### Given instruction
Print every line of the data below word for word, but leave out the pictures.

[START OF Supplied material]

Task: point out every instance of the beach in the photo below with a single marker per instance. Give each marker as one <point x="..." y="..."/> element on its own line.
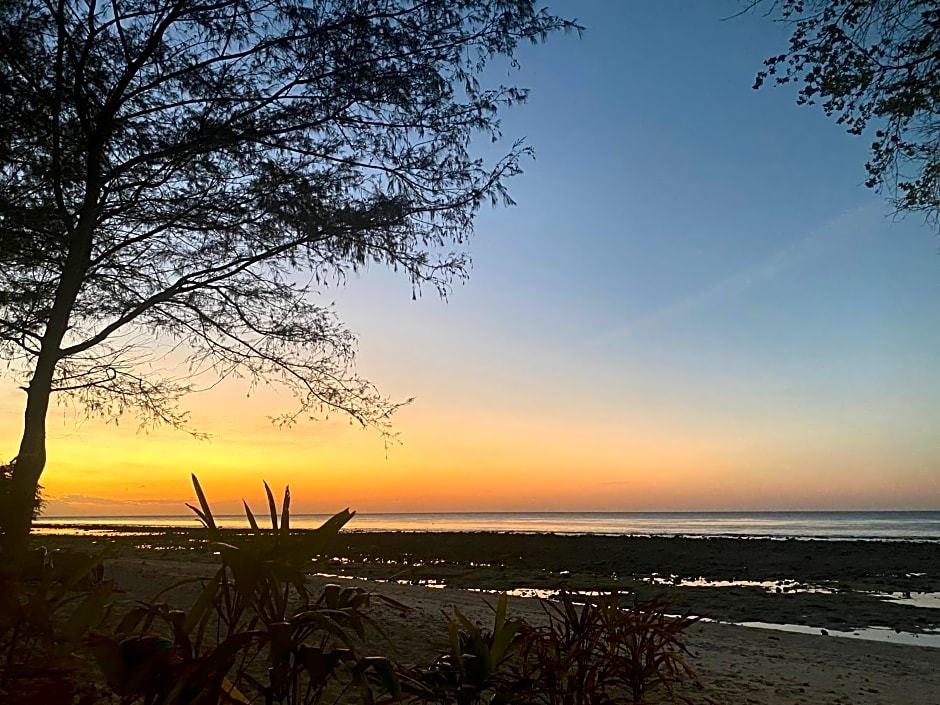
<point x="831" y="586"/>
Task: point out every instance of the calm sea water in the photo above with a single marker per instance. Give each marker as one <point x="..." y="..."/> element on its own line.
<point x="890" y="526"/>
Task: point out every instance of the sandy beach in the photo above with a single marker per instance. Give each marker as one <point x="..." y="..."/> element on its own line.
<point x="734" y="664"/>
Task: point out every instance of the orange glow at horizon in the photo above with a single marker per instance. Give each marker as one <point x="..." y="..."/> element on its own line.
<point x="465" y="462"/>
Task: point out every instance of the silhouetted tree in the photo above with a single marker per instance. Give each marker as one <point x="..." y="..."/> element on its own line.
<point x="184" y="172"/>
<point x="873" y="64"/>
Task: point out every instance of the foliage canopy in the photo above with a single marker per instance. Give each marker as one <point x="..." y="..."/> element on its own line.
<point x="873" y="64"/>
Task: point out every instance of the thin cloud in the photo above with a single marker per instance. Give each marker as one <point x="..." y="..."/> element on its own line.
<point x="817" y="245"/>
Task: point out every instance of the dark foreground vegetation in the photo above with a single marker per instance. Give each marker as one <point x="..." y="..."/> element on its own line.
<point x="255" y="633"/>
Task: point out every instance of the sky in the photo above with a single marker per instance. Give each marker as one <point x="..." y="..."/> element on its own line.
<point x="695" y="305"/>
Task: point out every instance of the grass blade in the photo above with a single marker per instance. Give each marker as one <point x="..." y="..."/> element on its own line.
<point x="285" y="512"/>
<point x="251" y="517"/>
<point x="204" y="503"/>
<point x="271" y="506"/>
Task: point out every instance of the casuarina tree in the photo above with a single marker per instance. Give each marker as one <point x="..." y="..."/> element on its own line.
<point x="874" y="66"/>
<point x="186" y="173"/>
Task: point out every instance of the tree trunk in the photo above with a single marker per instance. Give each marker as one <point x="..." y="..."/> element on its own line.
<point x="28" y="466"/>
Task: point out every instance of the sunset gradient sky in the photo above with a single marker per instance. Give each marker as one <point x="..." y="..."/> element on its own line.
<point x="695" y="305"/>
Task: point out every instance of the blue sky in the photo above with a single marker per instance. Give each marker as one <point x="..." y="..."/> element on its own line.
<point x="696" y="304"/>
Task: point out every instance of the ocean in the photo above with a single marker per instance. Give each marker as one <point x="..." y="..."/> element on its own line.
<point x="881" y="526"/>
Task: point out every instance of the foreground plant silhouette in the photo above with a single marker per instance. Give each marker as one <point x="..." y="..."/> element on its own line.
<point x="596" y="653"/>
<point x="254" y="631"/>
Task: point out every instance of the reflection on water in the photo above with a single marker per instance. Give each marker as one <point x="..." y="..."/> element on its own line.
<point x="918" y="526"/>
<point x="930" y="600"/>
<point x="776" y="586"/>
<point x="885" y="634"/>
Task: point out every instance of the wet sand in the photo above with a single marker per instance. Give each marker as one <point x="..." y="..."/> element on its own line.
<point x="734" y="664"/>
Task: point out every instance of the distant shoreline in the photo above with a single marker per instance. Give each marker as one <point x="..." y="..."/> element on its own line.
<point x="842" y="525"/>
<point x="836" y="585"/>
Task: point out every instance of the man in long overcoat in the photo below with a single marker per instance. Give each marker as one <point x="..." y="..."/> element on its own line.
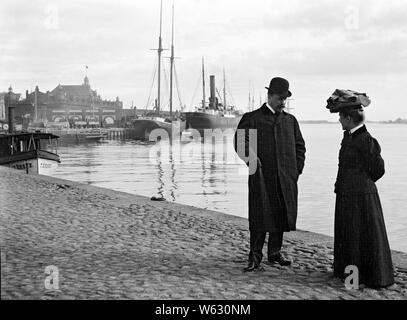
<point x="275" y="158"/>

[END OF Supplied material]

### Output of the task
Task: point out every instance of the beach in the photo below with a single marker per instance. Give each marker as one <point x="..." y="..."/> element on its own line.
<point x="831" y="586"/>
Task: point out every instance of the calm sea water in the photo above with a single marker per instance. Give each marker as one <point x="..." y="..."/> element on its own line.
<point x="890" y="526"/>
Task: point out every instance of the sandy beach in the photo above with a single marker per instance. Give each marker as one <point x="..." y="..."/> element on its own line.
<point x="734" y="664"/>
Task: point out every instance of the orange glow at horizon in the photo above with a single marker per instance. Give each marker as one <point x="..." y="..."/> element on its own line.
<point x="465" y="462"/>
Task: point out every instance of the silhouetted tree in the photo above with a single marker per instance. Give each marker as one <point x="..." y="..."/> element on its own line.
<point x="184" y="172"/>
<point x="873" y="64"/>
Task: point out every instance of the foliage canopy in the photo above with a single marker per instance. Give each marker as one <point x="..." y="..."/> element on its own line.
<point x="873" y="64"/>
Task: point out every instance of the thin cloud in the photo above with a single marker per instance. Give each marker as one <point x="..." y="..."/> element on its own line.
<point x="817" y="245"/>
Task: point out every instance of the dark foreground vegetation in the photo above with a single marker per instance. Give each marker as one <point x="..." y="..."/> element on its own line.
<point x="255" y="633"/>
Task: point out every instance of the sky in the photo above with a single marker per instance. Give each marker as one <point x="..." y="..."/> element on its own line.
<point x="695" y="305"/>
Task: point out every instance of the grass blade in the photo above with a single marker per instance. Give each marker as one <point x="..." y="..."/> element on its own line.
<point x="285" y="512"/>
<point x="251" y="517"/>
<point x="204" y="503"/>
<point x="271" y="506"/>
Task: point out every instance of the casuarina tree in the photo above with a single marker per instance. Give each marker as one <point x="..." y="..."/> element on its own line.
<point x="874" y="66"/>
<point x="186" y="173"/>
Task: point out every instance of the tree trunk in the photo above with a single marker per instance. Give each marker as one <point x="..." y="..."/> element on its own line.
<point x="28" y="466"/>
Task: point out every instance of the sunset gradient sky in the photo above with a single marker per instance. Give each marker as one <point x="..." y="..."/> element on its own line.
<point x="695" y="305"/>
Task: point out every instance of the blue sky in the photo above with a single marker per instance. Give each marker as one <point x="..." y="..."/> element on its own line.
<point x="696" y="304"/>
Task: point out every instance of the ocean in the photo above with a single marker per instance. Give each marker as one <point x="..." y="..."/> element on its own line.
<point x="881" y="526"/>
Task: point out every instance of the foreground plant silhouette in the photo above with a single marker per instance. Give each marker as one <point x="..." y="..."/> element on its own line.
<point x="596" y="653"/>
<point x="254" y="631"/>
Task: point out every instance of the reflection on water in the photo above with a single marker per instance. Give each marker as one <point x="..." y="..."/> element on its own line.
<point x="918" y="526"/>
<point x="930" y="600"/>
<point x="776" y="586"/>
<point x="885" y="634"/>
Task: point out every instance of the wet sand in the photo above with a single marker per instance. Give each marker as one <point x="..." y="..."/> element on its own line.
<point x="734" y="664"/>
Task: point out every instance of the distant shoreline in the photo above with a single marker per instance. Give each marker as one <point x="..." y="..."/> element on its own line.
<point x="842" y="525"/>
<point x="836" y="585"/>
Task: point out every instance of the man in long overcoat in the photo below with a single marker per instance. Give each marker as one <point x="..." y="..."/> element on its own line.
<point x="275" y="158"/>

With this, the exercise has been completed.